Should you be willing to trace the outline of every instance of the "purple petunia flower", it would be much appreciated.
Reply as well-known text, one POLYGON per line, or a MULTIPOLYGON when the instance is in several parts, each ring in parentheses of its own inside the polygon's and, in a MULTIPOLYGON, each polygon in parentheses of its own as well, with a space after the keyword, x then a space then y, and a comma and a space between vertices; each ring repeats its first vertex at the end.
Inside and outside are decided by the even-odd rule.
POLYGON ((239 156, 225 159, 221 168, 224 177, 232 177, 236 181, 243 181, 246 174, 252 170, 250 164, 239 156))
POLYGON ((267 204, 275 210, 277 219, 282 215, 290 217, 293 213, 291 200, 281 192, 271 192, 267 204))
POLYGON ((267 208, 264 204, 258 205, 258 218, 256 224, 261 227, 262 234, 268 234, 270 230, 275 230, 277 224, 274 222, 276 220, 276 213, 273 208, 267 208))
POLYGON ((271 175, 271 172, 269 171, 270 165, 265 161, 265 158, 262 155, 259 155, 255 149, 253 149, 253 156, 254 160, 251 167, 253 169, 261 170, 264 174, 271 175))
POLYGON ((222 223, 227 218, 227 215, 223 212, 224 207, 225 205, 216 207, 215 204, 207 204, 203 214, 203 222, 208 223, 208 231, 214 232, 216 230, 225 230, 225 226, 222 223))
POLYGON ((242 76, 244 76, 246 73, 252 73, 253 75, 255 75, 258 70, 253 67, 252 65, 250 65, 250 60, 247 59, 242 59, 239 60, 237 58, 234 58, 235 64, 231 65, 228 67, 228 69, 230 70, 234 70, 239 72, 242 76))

Requirements — Write out the records from their first line through the line containing "POLYGON ((267 208, 264", reproducing every line in that span verbatim.

Task response —
Should you be willing to trace the outline of every instance of the "purple petunia flower", it would be much appreciated.
Reply as well-known text, one POLYGON per line, or a MULTIPOLYGON when the instance is in several parts, each ring in parentheses of its own inside the polygon's and, in a MULTIPOLYGON, each polygon in parentheses of its own as well, with a space after the keyword, x then a space then y, and a comma and a space between vertices; each ring repeats its first vertex at the end.
Inside and outside are decided by the even-odd rule.
POLYGON ((239 156, 225 159, 221 168, 224 177, 232 177, 236 181, 243 181, 246 174, 252 170, 250 164, 239 156))
POLYGON ((267 204, 275 210, 277 219, 282 215, 290 217, 293 213, 291 200, 281 192, 271 192, 267 204))
POLYGON ((267 208, 264 204, 258 205, 258 218, 256 224, 261 227, 262 234, 268 234, 270 230, 275 230, 277 224, 274 222, 276 220, 276 213, 273 208, 267 208))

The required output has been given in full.